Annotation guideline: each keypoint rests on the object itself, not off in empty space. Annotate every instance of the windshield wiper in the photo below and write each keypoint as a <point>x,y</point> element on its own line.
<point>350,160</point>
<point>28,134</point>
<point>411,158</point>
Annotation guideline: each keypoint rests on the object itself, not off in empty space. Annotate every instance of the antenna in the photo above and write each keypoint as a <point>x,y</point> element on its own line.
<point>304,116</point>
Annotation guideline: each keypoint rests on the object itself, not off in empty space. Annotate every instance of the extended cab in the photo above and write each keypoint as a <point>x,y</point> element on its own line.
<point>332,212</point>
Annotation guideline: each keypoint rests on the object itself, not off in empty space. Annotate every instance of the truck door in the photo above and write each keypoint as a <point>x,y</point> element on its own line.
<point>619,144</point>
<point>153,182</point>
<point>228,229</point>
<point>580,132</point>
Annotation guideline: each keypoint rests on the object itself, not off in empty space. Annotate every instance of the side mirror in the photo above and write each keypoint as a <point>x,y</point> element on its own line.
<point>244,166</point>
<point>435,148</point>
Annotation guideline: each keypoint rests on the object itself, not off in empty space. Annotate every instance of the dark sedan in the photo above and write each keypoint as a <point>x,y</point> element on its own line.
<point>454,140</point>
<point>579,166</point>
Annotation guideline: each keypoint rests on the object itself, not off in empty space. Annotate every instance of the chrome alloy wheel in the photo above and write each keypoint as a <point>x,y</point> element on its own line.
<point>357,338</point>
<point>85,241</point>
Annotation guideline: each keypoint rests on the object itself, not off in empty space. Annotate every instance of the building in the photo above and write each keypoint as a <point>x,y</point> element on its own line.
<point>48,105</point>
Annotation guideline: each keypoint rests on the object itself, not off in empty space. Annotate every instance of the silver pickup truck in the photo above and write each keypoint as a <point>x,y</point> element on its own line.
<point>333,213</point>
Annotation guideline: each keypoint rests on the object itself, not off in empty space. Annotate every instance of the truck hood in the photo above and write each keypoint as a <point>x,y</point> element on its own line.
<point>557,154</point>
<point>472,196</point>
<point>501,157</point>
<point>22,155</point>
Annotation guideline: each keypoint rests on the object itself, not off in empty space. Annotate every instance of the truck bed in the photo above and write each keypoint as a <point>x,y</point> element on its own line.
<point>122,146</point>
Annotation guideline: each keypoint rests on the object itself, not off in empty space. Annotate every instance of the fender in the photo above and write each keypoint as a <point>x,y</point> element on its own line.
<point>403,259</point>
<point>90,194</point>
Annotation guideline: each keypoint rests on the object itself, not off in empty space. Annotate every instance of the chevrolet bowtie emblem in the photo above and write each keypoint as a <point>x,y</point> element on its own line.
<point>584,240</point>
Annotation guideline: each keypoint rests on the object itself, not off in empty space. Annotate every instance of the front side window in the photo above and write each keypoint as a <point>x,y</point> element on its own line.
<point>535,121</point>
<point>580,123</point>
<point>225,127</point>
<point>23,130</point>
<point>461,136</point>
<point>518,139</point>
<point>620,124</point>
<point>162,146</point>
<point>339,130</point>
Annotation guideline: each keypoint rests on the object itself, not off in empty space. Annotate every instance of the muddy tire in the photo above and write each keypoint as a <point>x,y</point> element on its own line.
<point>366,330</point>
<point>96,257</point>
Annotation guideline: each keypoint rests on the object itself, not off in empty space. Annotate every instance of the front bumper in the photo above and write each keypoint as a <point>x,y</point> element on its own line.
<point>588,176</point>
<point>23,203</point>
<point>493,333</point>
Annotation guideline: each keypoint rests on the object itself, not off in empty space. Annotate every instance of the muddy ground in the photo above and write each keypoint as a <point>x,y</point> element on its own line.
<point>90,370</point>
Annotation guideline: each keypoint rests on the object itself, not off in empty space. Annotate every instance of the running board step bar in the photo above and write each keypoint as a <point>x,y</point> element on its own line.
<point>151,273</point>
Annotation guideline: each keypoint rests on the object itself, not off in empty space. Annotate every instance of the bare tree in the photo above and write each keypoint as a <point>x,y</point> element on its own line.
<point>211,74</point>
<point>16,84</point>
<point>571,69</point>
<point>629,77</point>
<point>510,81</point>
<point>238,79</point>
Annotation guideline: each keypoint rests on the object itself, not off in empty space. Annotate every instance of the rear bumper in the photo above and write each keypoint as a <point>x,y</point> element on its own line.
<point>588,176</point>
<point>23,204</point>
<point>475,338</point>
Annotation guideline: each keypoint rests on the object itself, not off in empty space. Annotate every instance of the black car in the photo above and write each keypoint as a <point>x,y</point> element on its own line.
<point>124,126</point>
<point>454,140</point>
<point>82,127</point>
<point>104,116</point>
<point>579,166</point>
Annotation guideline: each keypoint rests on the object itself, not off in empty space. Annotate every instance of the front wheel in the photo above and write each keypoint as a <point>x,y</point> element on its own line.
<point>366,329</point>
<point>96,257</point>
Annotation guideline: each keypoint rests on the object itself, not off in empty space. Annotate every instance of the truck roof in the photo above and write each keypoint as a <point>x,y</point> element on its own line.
● ● ● ●
• TO DO
Set down every record above exactly as given.

• TASK SOLUTION
Annotation guideline: each keypoint rests on the object itself, not off in empty space. Annotate every instance of the windshield wiper in the photo below and write each keypoint as a <point>x,y</point> element on its own line.
<point>350,160</point>
<point>28,134</point>
<point>411,158</point>
Annotation guideline: each keypoint rests on the object itself, not off in empty space. Annotate every instance of the antenna in the photo above and write each keypoint as a <point>x,y</point> element on its own line.
<point>304,116</point>
Annotation guideline: each keypoint rests on the object itself, not off in empty space. Annotate every instance of the extended cab in the photo above and write each keypoint as a <point>x,y</point> element on its own line.
<point>332,212</point>
Annotation guideline: each keypoint rests on the object itself, not off in empty space. Annotate every instance of the truck door in the photo above and write each keypoint as a <point>x,y</point> element on its own line.
<point>619,144</point>
<point>153,182</point>
<point>228,229</point>
<point>580,132</point>
Annotation guideline: each keypoint rests on the object itself, not off in empty space. Annotate every instance of the side mirror in the photo above and write each keypoint as a <point>x,y</point> element on its own line.
<point>244,166</point>
<point>435,148</point>
Annotation guideline: each keypoint rests on the object itself, not off in empty space. Annotate every instance of the dark sedan in the photo above and write each keypoint as a <point>x,y</point> element on its own line.
<point>454,140</point>
<point>579,166</point>
Annotation guideline: each keypoint rests on the object itself, not off in empty space. Annotate every instance of the chrome alloy wheel in the photo above and write each keypoint as a <point>x,y</point> element on its own line.
<point>357,338</point>
<point>85,241</point>
Annotation guideline: each keypoint rests on the object itself, not off in empty space. Annotate every instance of the building in the photo above and write each keypoint as a <point>x,y</point> element on its own line.
<point>48,105</point>
Annotation guideline: each keypoint rests on the object itself, not off in empty space. Annotate every instance of the silver pickup truck in the photo above and write each keypoint as a <point>x,y</point> element on its own line.
<point>333,213</point>
Annotation guideline: each keypoint rests on the object itself, not off in empty space. Annotate every instance of the truck hood in the photo above and write each keypoint as a <point>x,y</point> element on its own line.
<point>557,154</point>
<point>472,196</point>
<point>501,157</point>
<point>22,155</point>
Annotation guideline: each keypoint rests on the object itself, not off in empty space. Annotate every instance of the truck bed in the photo above and write each keypoint as a <point>x,y</point> element on its own line.
<point>122,146</point>
Annotation guideline: each keypoint rests on the object itself, not off in empty space. Annotate every instance of the fender in the photo above and write each keypoint as a <point>x,y</point> element on its own line.
<point>403,259</point>
<point>90,194</point>
Annotation guideline: each keypoint rests on the object itself, not off in empty space. Annotate every instance of the chevrolet bowtie emblem in the photo above and write each keypoint as a <point>x,y</point> element on its own line.
<point>584,240</point>
Annotation guideline: each keypoint rests on the object itself, not off in empty space. Annotate every instance of the front side window in the photo above and write each keypoint as a <point>x,y</point> element on its own line.
<point>535,121</point>
<point>580,123</point>
<point>225,127</point>
<point>23,130</point>
<point>461,136</point>
<point>518,139</point>
<point>620,124</point>
<point>162,146</point>
<point>339,130</point>
Annotation guideline: each keypoint rests on the object itself, not off in empty space. Annotate every instance of the muddy tire in the photo above and write each keypoint as a <point>x,y</point> element on its own line.
<point>366,330</point>
<point>96,257</point>
Annotation guideline: each keypoint rests on the object itself, not off in empty space. Annotate every instance of the front bumper in the photo above and write each keypoint as a <point>x,y</point> element on its own line.
<point>588,176</point>
<point>23,203</point>
<point>493,333</point>
Annotation guideline: each keypoint rests on the object itself, not off in empty space. Annotate every instance of the muddy ground in the photo above and write each keypoint as a <point>x,y</point> element on its own line.
<point>90,370</point>
Annotation guideline: each keypoint rests on the object itself, not off in empty space. Annotate every instance of the running board step bar in the photo above and write each keypoint as a <point>x,y</point> element on its own line.
<point>151,273</point>
Annotation guideline: each keypoint rests on the object itself, not off in empty space. Annotate every instance of the bare tree in the photo above and write each keypoint as a <point>x,y</point> element on its own line.
<point>211,74</point>
<point>16,84</point>
<point>571,69</point>
<point>629,77</point>
<point>510,81</point>
<point>238,79</point>
Annotation guideline: each keypoint rests on the object itself, not off in empty space. Annotate every instance of the rear bumper in the photo above and write each keypoint as a <point>x,y</point> element on its own line.
<point>588,176</point>
<point>23,204</point>
<point>475,338</point>
Annotation guideline: each keypoint rests on the object itself, not off in empty space. Annotate every instance of the black car in the photo above and write each keypoint as a <point>x,y</point> element on its own line.
<point>124,126</point>
<point>454,140</point>
<point>82,127</point>
<point>104,116</point>
<point>579,166</point>
Annotation guideline: each keypoint rests on the object itself, not off in empty space. Annotate every instance of the front wheel in the photo above and write each keypoint as a <point>x,y</point> element on its own line.
<point>366,329</point>
<point>96,257</point>
Annotation guideline: each keypoint rests on the object itself, not off in empty space. Annotate every instance of the truck roof in the photo above and write each keypoint as a <point>x,y</point> element on its own line.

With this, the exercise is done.